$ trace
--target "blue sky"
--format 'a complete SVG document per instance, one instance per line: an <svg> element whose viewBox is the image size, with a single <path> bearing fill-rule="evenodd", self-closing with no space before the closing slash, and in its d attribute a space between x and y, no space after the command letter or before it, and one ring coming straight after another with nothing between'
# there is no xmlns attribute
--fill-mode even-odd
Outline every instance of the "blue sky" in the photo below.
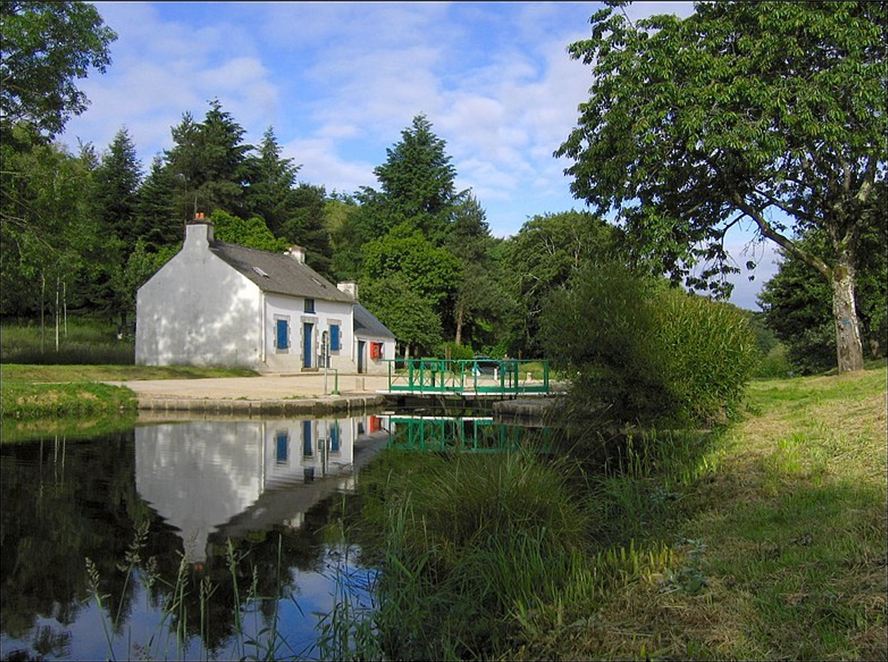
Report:
<svg viewBox="0 0 888 662"><path fill-rule="evenodd" d="M598 3L97 3L118 34L104 75L81 82L90 108L63 142L103 149L129 129L143 166L169 148L185 111L223 108L256 143L273 126L301 181L350 193L375 186L373 168L417 113L447 141L457 185L471 188L492 232L531 216L583 207L552 153L577 119L590 68L567 45L588 36ZM690 3L649 2L631 18ZM728 236L739 264L748 231ZM764 253L763 253L764 248ZM776 270L755 247L756 279L732 300L756 309Z"/></svg>

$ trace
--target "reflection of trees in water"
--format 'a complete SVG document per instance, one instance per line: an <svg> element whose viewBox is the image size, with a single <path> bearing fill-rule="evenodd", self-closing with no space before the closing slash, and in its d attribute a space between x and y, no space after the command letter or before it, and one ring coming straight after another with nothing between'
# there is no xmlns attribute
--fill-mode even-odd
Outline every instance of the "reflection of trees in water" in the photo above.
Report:
<svg viewBox="0 0 888 662"><path fill-rule="evenodd" d="M290 569L302 571L318 571L322 566L324 555L324 527L329 521L330 500L322 501L307 513L303 526L292 530L284 526L253 531L243 538L232 540L233 555L236 559L235 577L228 561L228 540L219 532L210 534L208 555L205 563L192 564L186 574L185 582L185 631L189 636L201 636L204 646L218 652L236 634L235 603L243 609L251 595L257 597L256 606L262 614L265 624L271 623L274 616L275 602L298 595L293 573ZM172 604L174 601L176 579L179 572L181 556L171 553L171 547L158 544L158 538L152 533L143 553L143 559L155 557L158 581L152 588L151 599L155 604ZM278 541L280 540L280 560L278 559ZM182 542L178 540L176 552L182 551ZM201 633L200 583L208 578L214 587L212 597L204 605L205 631ZM253 582L256 582L253 586ZM235 586L237 592L235 593ZM237 596L237 597L235 597ZM179 612L171 614L170 627L180 627Z"/></svg>
<svg viewBox="0 0 888 662"><path fill-rule="evenodd" d="M28 637L36 654L63 655L72 645L76 654L77 643L64 630L34 626L38 617L55 618L62 625L78 618L90 597L86 558L95 563L99 590L108 596L103 602L108 623L119 610L116 634L126 631L137 586L143 585L149 565L159 581L143 599L154 609L173 602L183 541L136 492L133 444L129 431L89 441L48 439L0 449L0 618L3 631L17 639ZM320 569L330 507L328 500L311 508L298 530L276 526L232 541L239 608L245 606L255 577L255 594L267 598L258 600L259 610L271 619L274 598L298 593L290 569ZM127 549L138 523L146 519L149 533L136 576L127 581ZM209 630L204 645L210 651L218 651L235 633L226 545L222 533L212 534L206 563L190 567L185 577L189 637L201 635L201 579L208 577L216 587L205 606ZM175 631L179 617L171 616Z"/></svg>
<svg viewBox="0 0 888 662"><path fill-rule="evenodd" d="M132 431L90 442L44 439L0 455L3 630L23 638L39 616L76 620L87 597L86 557L99 568L112 613L128 613L133 587L124 590L116 565L140 512ZM47 653L61 641L43 628L33 634L35 649Z"/></svg>

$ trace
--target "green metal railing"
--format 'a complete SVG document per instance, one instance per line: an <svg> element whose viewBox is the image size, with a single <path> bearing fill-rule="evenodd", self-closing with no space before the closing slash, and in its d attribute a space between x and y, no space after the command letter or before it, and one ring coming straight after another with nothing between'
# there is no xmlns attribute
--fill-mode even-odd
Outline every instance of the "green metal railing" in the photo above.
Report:
<svg viewBox="0 0 888 662"><path fill-rule="evenodd" d="M549 362L527 359L388 359L388 390L404 393L549 392ZM529 370L542 365L542 375Z"/></svg>
<svg viewBox="0 0 888 662"><path fill-rule="evenodd" d="M517 450L525 431L492 418L390 416L389 447L415 451L498 453Z"/></svg>

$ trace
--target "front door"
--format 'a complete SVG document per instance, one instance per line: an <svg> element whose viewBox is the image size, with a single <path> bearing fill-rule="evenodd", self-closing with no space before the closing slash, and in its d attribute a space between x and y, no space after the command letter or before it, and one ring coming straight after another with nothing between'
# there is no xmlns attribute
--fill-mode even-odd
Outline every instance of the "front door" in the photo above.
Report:
<svg viewBox="0 0 888 662"><path fill-rule="evenodd" d="M358 341L358 373L364 372L364 345L366 345L363 340Z"/></svg>
<svg viewBox="0 0 888 662"><path fill-rule="evenodd" d="M312 348L311 339L314 335L314 324L305 322L302 325L302 367L310 368L312 366Z"/></svg>

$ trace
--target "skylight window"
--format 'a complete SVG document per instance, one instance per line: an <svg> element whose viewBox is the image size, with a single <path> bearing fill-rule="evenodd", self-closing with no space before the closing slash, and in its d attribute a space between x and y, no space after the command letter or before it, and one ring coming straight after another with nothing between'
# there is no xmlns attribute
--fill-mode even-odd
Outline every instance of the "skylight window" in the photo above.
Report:
<svg viewBox="0 0 888 662"><path fill-rule="evenodd" d="M269 275L265 272L265 270L262 269L261 267L252 267L252 269L253 269L253 271L255 271L257 274L259 274L260 276L262 276L263 278L271 278L271 276L269 276Z"/></svg>

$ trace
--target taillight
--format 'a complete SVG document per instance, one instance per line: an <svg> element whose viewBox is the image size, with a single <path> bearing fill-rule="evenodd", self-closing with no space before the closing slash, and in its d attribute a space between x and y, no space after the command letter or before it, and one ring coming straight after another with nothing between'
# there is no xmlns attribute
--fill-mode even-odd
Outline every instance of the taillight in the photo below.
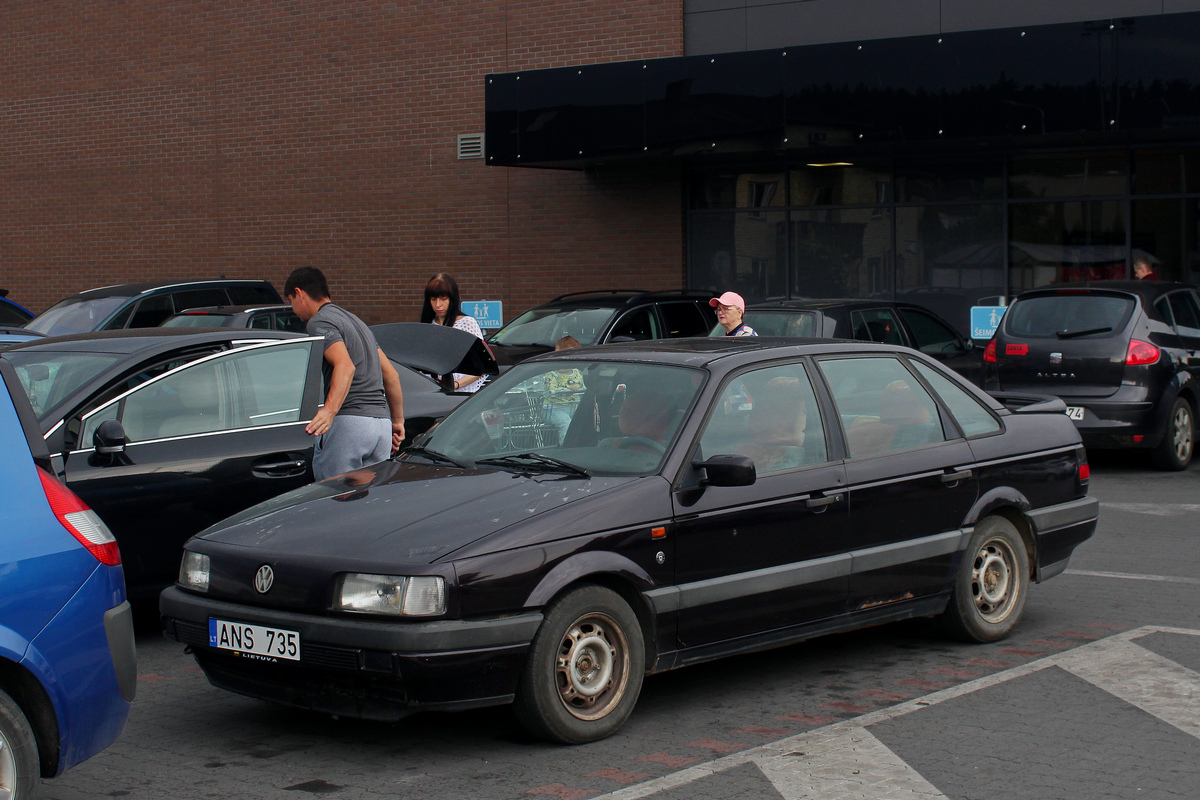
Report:
<svg viewBox="0 0 1200 800"><path fill-rule="evenodd" d="M988 364L996 363L996 340L991 339L987 343L987 347L983 348L983 360Z"/></svg>
<svg viewBox="0 0 1200 800"><path fill-rule="evenodd" d="M38 467L38 477L42 479L42 490L50 501L50 510L67 532L78 539L101 564L110 567L120 564L121 551L117 548L117 540L108 526L96 516L96 512L41 467Z"/></svg>
<svg viewBox="0 0 1200 800"><path fill-rule="evenodd" d="M1140 339L1131 339L1129 341L1129 349L1125 351L1125 364L1130 367L1153 364L1155 361L1158 361L1160 354L1161 351L1149 342L1143 342Z"/></svg>
<svg viewBox="0 0 1200 800"><path fill-rule="evenodd" d="M1092 477L1092 468L1088 466L1087 450L1083 446L1075 448L1076 474L1079 476L1079 486L1087 489L1088 479Z"/></svg>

※

→ **Problem description**
From the entries, copy every line in which the string "green" can be found.

→ **Worked solution**
--target "green metal railing"
Outline every instance of the "green metal railing" in the photo above.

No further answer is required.